----- Excerpt to read

Career as Forensic Photographer
Photographing dead bodies for identification purposes or during an autopsy isn't generally a career in itself but is part of the duties of a morgue or autopsy technician. To become a morgue technician, you must have a degree, along with knowledge of autopsy methods and forensic photography, among other qualifications. If you enjoy the photographic aspect of the work, consider further training as a forensic photographer.
The morgue technician works closely with the medical examiner and pathologists. He might photograph faces of the deceased for identification purposes. Forensic photographers document autopsies, as well as evidence in suspicious deaths. That includes photographing a murder or accident victim at the scene of a crime or incident. During an autopsy, the forensic photographer positions the body at the direction of the pathologist, photographing organs or wounds. In criminal cases, the photographer documents other types of evidence, such as tears or bloodstains on the victim's clothing. The photographs taken can appear at a trial as evidence, so the forensic photographer must know the correct light sources and film for various types of images. Each photograph must include a reference scale, along with identification such as case number and name of the deceased.
Use of Imaging
In addition to photography, morgue technicians might assist the medical examiner in performing some diagnostic imagery on bodies, such as dental or skeletal X-rays for identification purposes. Technicians also preserve tissue evidence on radiographs or slides. The technician needs digital imagery skills, as these techniques are increasingly used in the field.

----------
----- Provided material

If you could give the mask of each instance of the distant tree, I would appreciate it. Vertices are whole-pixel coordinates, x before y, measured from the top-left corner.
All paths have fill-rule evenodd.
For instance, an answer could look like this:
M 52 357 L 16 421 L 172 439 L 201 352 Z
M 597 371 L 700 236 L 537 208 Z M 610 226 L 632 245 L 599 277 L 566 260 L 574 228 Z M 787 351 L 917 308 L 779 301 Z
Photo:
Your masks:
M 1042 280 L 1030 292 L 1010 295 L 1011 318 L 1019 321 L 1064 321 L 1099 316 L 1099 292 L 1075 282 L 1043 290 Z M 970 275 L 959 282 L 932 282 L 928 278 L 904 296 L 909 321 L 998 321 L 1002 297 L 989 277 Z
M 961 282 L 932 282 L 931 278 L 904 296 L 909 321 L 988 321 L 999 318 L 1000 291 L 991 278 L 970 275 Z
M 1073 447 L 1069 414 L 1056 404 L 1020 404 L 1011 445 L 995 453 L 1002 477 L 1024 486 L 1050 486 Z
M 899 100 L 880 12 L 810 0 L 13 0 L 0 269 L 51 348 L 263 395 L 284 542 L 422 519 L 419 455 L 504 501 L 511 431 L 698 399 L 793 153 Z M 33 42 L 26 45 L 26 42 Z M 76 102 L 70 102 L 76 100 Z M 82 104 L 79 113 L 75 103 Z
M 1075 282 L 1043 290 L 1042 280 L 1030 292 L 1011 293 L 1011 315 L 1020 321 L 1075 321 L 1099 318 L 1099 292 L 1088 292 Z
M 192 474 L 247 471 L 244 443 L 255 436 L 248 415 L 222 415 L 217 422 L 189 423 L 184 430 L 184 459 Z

----------
----- Provided material

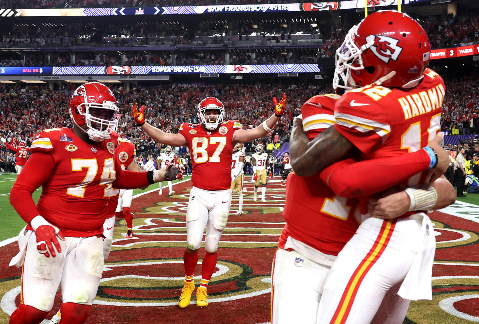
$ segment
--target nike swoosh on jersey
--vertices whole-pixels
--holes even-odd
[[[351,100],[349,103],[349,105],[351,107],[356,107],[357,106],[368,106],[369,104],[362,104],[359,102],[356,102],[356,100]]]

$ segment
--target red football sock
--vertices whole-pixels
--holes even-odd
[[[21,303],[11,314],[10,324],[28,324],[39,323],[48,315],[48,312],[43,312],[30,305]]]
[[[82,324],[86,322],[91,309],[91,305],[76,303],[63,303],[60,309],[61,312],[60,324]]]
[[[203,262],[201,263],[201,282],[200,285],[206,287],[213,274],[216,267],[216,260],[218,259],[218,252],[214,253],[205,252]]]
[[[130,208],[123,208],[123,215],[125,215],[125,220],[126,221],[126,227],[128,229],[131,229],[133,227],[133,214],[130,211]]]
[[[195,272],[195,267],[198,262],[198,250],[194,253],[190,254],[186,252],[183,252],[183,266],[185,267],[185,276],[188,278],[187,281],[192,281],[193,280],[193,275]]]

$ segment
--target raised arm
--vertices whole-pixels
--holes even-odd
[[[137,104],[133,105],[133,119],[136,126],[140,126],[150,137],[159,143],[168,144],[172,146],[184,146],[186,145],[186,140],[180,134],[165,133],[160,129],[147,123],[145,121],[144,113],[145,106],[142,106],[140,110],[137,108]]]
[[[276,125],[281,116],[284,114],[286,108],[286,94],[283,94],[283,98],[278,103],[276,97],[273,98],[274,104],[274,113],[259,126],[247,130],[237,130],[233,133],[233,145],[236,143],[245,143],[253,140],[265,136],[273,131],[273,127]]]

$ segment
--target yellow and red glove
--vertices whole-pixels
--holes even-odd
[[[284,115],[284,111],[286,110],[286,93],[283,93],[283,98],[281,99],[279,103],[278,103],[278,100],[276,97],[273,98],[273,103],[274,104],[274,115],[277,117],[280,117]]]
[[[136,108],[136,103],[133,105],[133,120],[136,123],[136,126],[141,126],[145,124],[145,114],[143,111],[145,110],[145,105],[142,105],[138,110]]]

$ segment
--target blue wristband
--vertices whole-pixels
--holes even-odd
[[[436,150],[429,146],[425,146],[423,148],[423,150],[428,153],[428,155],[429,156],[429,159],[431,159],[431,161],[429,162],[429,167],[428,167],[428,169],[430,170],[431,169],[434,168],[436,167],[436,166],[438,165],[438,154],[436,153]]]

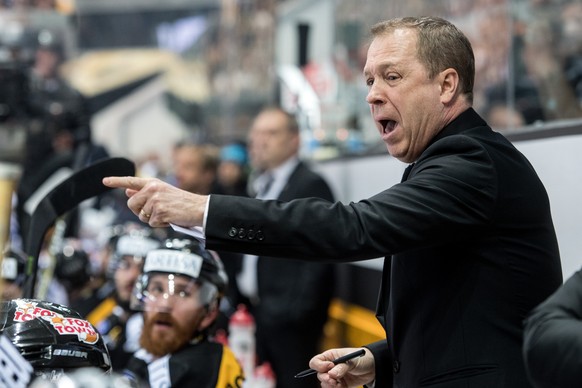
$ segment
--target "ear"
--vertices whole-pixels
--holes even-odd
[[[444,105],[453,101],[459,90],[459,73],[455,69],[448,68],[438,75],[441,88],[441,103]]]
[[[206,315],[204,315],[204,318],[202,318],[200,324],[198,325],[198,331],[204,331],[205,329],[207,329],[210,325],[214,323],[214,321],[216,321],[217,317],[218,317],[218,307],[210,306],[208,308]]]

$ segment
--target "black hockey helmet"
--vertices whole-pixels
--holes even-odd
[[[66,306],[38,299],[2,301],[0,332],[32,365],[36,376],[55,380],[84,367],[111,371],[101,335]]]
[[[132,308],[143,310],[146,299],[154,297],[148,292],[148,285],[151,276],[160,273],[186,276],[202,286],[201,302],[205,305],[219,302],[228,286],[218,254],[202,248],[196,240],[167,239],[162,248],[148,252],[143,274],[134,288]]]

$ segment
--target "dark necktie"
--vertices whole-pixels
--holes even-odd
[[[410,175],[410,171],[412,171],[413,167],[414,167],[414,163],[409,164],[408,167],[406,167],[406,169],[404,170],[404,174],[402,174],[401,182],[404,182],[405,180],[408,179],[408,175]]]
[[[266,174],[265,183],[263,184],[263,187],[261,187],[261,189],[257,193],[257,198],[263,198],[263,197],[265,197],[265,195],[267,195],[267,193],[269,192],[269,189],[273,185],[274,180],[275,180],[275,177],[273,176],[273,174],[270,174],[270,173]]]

----------
----- Provided material

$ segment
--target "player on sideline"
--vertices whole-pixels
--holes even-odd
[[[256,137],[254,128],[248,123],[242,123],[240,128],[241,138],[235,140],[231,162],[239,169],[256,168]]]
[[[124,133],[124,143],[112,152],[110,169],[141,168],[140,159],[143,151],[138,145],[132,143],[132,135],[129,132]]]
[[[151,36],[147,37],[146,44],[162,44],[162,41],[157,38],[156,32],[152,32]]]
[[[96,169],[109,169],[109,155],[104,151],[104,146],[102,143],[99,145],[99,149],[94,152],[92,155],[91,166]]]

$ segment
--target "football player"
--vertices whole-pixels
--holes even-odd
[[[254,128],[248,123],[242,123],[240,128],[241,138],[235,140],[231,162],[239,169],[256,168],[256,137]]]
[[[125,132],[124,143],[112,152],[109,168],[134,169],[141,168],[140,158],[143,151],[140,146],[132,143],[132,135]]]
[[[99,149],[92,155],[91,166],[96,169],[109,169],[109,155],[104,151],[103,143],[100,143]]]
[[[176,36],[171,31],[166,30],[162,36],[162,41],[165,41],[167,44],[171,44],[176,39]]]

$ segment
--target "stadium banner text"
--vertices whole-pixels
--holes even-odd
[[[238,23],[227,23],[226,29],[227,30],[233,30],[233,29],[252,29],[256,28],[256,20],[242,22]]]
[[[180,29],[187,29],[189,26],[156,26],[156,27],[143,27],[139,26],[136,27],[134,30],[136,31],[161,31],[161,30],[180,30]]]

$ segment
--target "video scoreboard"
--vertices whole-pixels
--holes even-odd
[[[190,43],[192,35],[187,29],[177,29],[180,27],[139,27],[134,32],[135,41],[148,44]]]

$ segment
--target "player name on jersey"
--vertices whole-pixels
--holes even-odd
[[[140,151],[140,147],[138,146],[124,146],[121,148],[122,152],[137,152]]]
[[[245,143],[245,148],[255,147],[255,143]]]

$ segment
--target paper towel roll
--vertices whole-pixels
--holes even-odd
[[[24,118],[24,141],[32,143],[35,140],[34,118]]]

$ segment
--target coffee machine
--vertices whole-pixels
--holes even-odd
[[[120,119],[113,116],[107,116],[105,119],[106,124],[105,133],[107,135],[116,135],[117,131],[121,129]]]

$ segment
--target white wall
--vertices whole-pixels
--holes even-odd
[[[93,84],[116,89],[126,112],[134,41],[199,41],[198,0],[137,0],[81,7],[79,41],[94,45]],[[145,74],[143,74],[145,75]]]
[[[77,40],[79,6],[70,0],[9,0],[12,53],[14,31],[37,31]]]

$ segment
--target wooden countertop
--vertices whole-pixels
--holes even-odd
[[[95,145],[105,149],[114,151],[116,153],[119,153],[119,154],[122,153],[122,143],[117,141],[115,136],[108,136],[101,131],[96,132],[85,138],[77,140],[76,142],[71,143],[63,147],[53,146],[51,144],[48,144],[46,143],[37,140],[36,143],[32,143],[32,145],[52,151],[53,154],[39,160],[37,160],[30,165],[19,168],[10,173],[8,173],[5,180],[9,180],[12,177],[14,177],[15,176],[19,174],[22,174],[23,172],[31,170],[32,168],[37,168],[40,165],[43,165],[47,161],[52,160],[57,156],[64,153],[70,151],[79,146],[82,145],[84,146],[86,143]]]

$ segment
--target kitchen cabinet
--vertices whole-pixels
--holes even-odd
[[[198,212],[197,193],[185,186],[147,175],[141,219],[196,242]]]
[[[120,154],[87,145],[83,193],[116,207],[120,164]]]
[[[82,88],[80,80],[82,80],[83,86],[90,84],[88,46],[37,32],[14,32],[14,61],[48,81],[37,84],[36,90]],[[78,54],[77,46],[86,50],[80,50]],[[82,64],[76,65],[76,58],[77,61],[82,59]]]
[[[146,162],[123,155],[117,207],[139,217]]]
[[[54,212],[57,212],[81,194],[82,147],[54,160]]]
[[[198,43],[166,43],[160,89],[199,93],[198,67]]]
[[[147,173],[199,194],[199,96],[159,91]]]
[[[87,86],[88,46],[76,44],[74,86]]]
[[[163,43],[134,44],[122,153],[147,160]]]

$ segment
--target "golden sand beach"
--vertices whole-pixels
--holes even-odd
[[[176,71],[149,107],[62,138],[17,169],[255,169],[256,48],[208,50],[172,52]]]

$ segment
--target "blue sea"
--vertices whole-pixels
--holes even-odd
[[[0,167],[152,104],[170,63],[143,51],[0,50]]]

----------

Please resume the forensic photography career piece, starting right after its final sentence, which ends "increasingly used in the field."

Physical strength is required for morgue technicians, as you must be capable of lifting heavy bodies -- literally "dead weight." Technicians also clean and maintain the morgue, keep records, order supplies and release bodies to funeral homes. Technicians are responsible for inventorying the late person's personal effects and maintaining evidence collected from corpses. When bodies come into the morgue, technicians tag them and place them into special refrigerated rooms. You must also possess a valid driver's license, as picking up or delivering bodies is often part of the job.
Education and Salary Range
Minimal educational requirements for a morgue technician include an associate's degree in biochemistry, physiology, mortuary science or a similar scientific field. Since crimes occur and people die around the clock, hours can vary. Depending on the actual job title and experience, the salary range for a morgue technician ranges from 23k annually to mid-30k. Because morgues are operated by public agencies or hospitals, full-time employees receive health insurance and are enrolled in pension plans or employer-sponsored retirement plans.
Advancing Your Career
Becoming a forensic photographer means working beyond just the morgue setting. Your photographs of accident or crime scenes become part of a criminal or civil case's evidence. Keep up with technological advances in digital and other forms of photography by taking college level or law enforcement academy courses in this and related subjects, such as image analysis. You can receive certification from national and international forensic organizations via written and practical testing.